## STATED PROBLEM
Rewrite the stretch from the start of the lines through the line containing "295,612 -> 438,631", shifting every coordinate in the answer boxes by adding 105 and leaving everything else, including the e.g. samples, unchanged. Leave the pictures out.

──────── ROWS

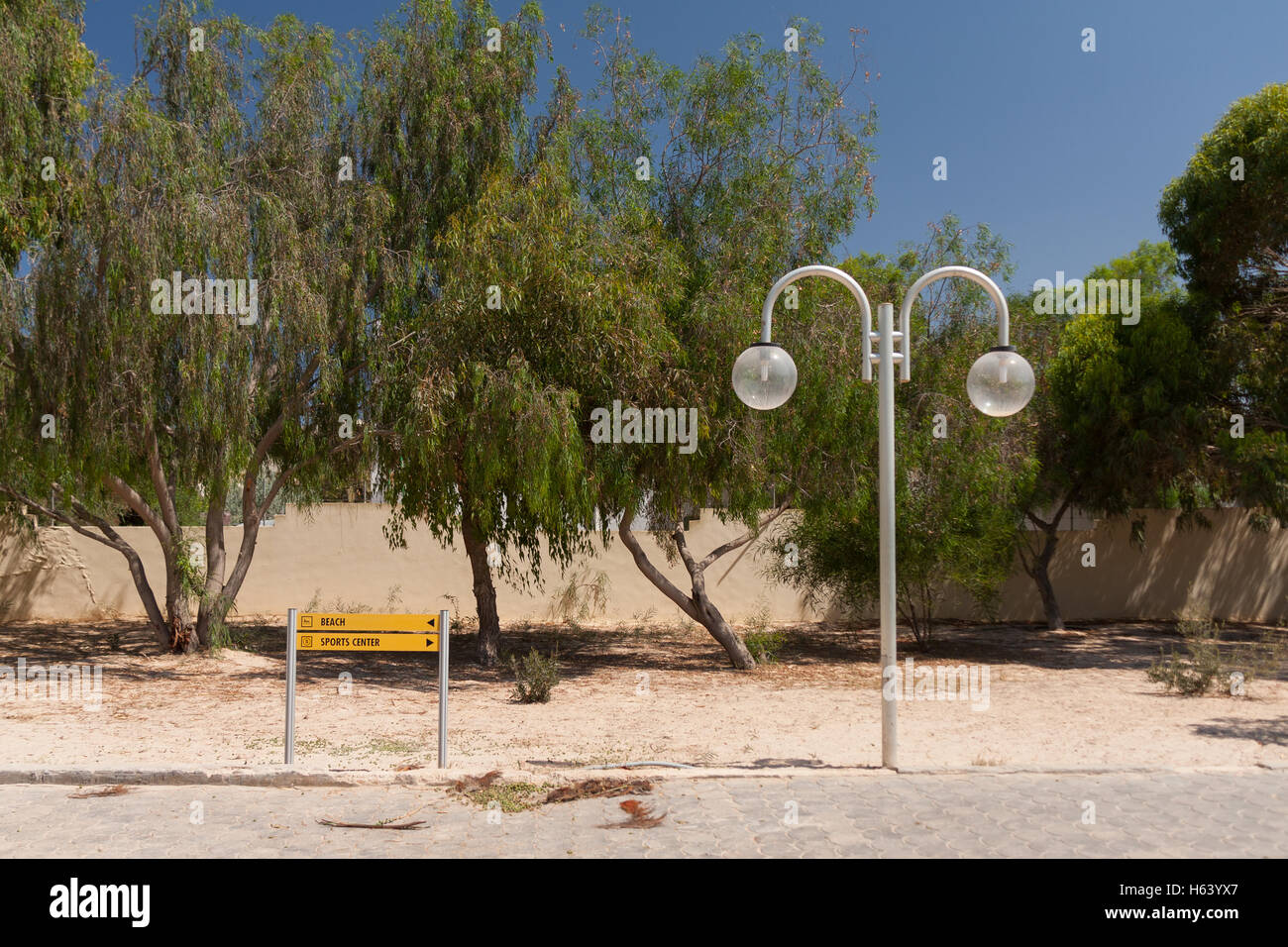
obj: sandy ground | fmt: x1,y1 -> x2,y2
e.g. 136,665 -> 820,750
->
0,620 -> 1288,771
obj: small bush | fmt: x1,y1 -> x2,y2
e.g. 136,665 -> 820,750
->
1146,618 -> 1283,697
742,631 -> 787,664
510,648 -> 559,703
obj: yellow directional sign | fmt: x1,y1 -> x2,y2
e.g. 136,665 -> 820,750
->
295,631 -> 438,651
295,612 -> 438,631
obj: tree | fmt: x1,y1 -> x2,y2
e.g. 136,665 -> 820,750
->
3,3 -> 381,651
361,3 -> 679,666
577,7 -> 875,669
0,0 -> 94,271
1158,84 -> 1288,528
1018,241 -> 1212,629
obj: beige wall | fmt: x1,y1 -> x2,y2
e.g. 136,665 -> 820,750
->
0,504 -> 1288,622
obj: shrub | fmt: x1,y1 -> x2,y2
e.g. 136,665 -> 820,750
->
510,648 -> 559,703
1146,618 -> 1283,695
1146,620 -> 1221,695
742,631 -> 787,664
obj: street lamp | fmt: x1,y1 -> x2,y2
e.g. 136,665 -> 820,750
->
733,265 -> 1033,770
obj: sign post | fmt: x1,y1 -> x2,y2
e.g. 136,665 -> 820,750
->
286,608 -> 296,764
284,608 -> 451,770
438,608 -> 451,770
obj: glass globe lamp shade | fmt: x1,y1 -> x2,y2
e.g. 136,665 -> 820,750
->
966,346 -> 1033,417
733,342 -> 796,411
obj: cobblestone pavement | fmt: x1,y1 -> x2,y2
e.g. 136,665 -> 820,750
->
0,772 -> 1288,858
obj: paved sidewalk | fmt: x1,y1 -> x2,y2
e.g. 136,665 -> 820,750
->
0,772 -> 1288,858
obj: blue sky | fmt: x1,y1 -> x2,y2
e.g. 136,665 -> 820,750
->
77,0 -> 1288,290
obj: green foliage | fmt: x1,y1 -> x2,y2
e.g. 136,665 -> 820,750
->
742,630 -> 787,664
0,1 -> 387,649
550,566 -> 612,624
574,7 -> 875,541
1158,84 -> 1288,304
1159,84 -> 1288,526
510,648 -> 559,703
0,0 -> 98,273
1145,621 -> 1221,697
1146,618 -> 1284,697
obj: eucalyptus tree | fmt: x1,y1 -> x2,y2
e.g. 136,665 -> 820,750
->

────────────────

## EXERCISE RESULT
obj: sandy ground | fmt: x1,y1 -> x2,y2
e.g. 136,665 -> 820,750
->
105,725 -> 1393,876
obj: small bush | fmt: x1,y1 -> x2,y2
e.g. 136,665 -> 820,750
->
1251,723 -> 1388,802
847,736 -> 892,769
615,753 -> 664,808
obj: yellow directional sign | fmt: x1,y1 -> x2,y2
e.g. 136,665 -> 820,750
->
400,736 -> 543,756
400,717 -> 543,736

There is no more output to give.